Les notaires espèrent ainsi que des applications digitales permettront de simplifier les activités à faibles valeurs ajoutées, moins nobles, et souvent mal comprises des clients (telles que l’enregistrement des actes auprès de l’administration). L’automatisation de telles activités permettrait alors aux notaires de se concentrer sur des tâches plus valorisantes et prestigieuses telles que le conseil aux clients. La digitalisation véhicule une promesse d’automatisation de la production des actes qui permettrait d’une part d’alléger le travail administratif, et d’autre part d’offrir plus de clarté et de transparence aux citoyens. Elle est dès lors perçue comme une opportunité de renforcer la plus-value des notaires, mais aussi comme un risque de voir le « pouvoir » lié à leur expertise s’effriter. Alors que l’opacité juridique permettait aux notaires de garder le contrôle grâce à leur maitrise de la complexité, l’accessibilité et la transparence véhiculée par les applications digitales impliquent une redistribution du pouvoir entre notaires et citoyens et une évolution des pratiques.

Dans ces conditions, l’évolution digitale de la profession se réfléchit par le développement de technologies permettant aux notaires de conserver leur position monopolistique (liée à l’authentification des actes), tout en développant de nouveaux services rémunérateurs pour anticiper l’automatisation de certaines activités et l’arrivée de concurrents sur les activités non monopolistiques telles que l’estimation et la vente de biens immobiliers. À la base de cette réflexion se trouve la fédération professionnelle des notaires (Fednot), responsable du développement de ces applications digitales.

3.2 De l’encodage à l’eRegistration

En réponse à une demande de l’administration des finances, Fednot a pris l’initiative de développer une plateforme d’enregistrement électronique des actes notariés. Ce changement, considéré comme « le plus grand projet de Fednot » (Employé de Fednot n° 3), a été imposé par l’État à Fednot (via une loi), puis par Fednot aux notaires. Ces derniers ont dû enregistrer leurs actes électroniquement du jour au lendemain. Ce changement brusque a impliqué une diminution drastique du nombre de bureaux d’enregistrement traditionnels des actes papier. En matière de processus d’enregistrement, l’eRegistration change la donne à plusieurs niveaux : 

« Pour l’enregistrement, avant, vous alliez à un bureau qui se trouvait la plupart du temps à 10 minutes de l’étude et vous déposiez l’acte papier et vous receviez plus tard une version enregistrée. Maintenant, l’enregistrement, c’est des clics et une machine ».

--------------------------------

## Consigne 1
Reproduisez à l'identique les lignes des fiches, en partant de la ligne qui contient « the coach's blue » et en allant jusqu'à la dernière ligne des fiches, toutes deux comprises.

--------------------------------

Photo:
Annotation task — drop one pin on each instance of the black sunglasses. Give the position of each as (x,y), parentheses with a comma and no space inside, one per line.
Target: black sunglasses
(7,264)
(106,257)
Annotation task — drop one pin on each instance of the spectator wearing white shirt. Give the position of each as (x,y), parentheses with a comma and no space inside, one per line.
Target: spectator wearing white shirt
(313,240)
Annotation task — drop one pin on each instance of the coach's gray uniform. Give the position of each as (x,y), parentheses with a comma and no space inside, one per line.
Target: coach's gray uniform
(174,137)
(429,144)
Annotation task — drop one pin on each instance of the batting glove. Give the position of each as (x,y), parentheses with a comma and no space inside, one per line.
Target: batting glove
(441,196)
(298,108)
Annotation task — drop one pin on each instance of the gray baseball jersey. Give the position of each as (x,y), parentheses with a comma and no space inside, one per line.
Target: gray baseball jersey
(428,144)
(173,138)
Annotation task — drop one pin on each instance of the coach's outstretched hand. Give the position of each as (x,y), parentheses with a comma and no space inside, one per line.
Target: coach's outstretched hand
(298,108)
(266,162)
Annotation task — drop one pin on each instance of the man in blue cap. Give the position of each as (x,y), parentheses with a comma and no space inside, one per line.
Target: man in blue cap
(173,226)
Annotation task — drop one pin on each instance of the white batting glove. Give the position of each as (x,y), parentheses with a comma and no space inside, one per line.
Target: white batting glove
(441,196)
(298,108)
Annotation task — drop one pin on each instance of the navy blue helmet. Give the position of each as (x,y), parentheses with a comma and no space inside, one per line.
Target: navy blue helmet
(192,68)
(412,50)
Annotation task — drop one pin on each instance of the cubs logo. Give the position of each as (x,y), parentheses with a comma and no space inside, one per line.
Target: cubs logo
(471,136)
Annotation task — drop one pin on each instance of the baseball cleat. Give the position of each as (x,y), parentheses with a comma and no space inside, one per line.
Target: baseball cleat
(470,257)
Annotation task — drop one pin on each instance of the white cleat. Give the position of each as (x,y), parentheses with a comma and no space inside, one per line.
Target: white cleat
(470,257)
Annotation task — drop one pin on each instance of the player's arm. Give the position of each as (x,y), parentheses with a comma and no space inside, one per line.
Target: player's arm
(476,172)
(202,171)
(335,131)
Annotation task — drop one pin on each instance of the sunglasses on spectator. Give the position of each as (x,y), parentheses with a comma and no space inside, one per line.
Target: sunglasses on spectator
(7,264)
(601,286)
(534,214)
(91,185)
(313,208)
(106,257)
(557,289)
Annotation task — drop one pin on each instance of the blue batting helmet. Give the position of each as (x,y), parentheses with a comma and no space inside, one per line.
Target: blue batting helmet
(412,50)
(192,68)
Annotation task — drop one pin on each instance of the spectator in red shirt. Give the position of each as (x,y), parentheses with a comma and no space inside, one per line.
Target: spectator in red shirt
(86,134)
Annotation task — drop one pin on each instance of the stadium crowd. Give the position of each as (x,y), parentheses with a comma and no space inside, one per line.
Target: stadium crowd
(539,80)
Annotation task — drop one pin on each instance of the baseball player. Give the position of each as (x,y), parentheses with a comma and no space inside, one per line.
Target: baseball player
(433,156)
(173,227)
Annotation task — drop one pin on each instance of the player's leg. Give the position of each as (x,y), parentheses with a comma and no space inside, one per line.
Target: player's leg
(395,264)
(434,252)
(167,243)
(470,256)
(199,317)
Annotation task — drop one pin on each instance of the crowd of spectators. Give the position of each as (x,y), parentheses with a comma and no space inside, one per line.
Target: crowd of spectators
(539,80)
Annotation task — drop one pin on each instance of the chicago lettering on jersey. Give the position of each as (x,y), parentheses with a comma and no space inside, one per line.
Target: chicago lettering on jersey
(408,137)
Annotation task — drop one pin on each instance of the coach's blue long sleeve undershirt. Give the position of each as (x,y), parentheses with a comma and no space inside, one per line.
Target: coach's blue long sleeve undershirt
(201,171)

--------------------------------

## Consigne 2
Donnez la suite du texte sur la digitalisation du notariat, à partir de sa dernière phrase.

## Résultat 1
Annotation task — drop one pin on each instance of the coach's blue long sleeve undershirt. Give the position of each as (x,y), parentheses with a comma and no space inside, one per line.
Target: coach's blue long sleeve undershirt
(201,171)

## Résultat 2
Employé de Fednot n° 3

Ce mode d’enregistrement des actes a complètement modifié les interactions entre les notaires et l’administration. Les échanges sont devenus impersonnels et structurés par une plateforme laissant peu de place aux rectifications. Les échanges se concentraient autrefois entre les notaires et leurs « receveurs », entre qui une relation de confiance s’établissait. L’activité auparavant réalisée directement par le notaire est maintenant effectuée par les collaborateurs au sein de l’étude notariale, de manière automatisée. Cette procédure est à l’origine d’une diminution notable des interactions sociales avec l’administration. « On n’a plus de personne de contact, c’est devenu tellement impersonnel » (Notaire n°11). Cette procédure est aussi représentative de la densification du travail administratif au sein des études. Un outil tel que l’eRegistration n’est pas manipulé au quotidien par les notaires, mais bien par leurs collaborateurs. Si un tel changement a permis de libérer du temps aux notaires, il a impliqué le recrutement de plus de personnel administratif au sein des études notariales.

Même s’ils considèrent qu’ils deviennent des exécutants de l’administration en gérant l’enregistrement des actes (à la place de l’administration des finances), les notaires sont conscients de devenir aussi « une partie intégrante du système » en devenant les seuls à maitriser le processus d’enregistrement (puisque l’outil est exploité par Fednot et utilisé uniquement par les notaires et leurs collaborateurs). Ce faisant, ils deviennent indispensables pour l'administration.

« L’eRegistration a été développée par le notariat pour l’administration. On a fait leur boulot. […] C’est quelque chose que l’on donne pour être sûrs qu’on ne nous retire pas autre chose. […] Grâce à cela, on est sûrs de survivre, on devient incontournables pour l’administration ».

Notaire n° 4

Ce projet d’enregistrement électronique des actes a été porté et développé par Fednot. Il s’inscrit dans l’objectif de créer des applications permettant de fluidifier les interactions entre l'État digital (cadastre, registre national, etc.) et les notaires. Son ambition est de créer une interface unique où les études se connectent et accèdent à plusieurs applications les renvoyant directement vers les différentes bases de données de l'État. Même si l'implémentation a été assez brutale pour certains d’entre eux, l’eRegistration est un projet largement salué par les notaires.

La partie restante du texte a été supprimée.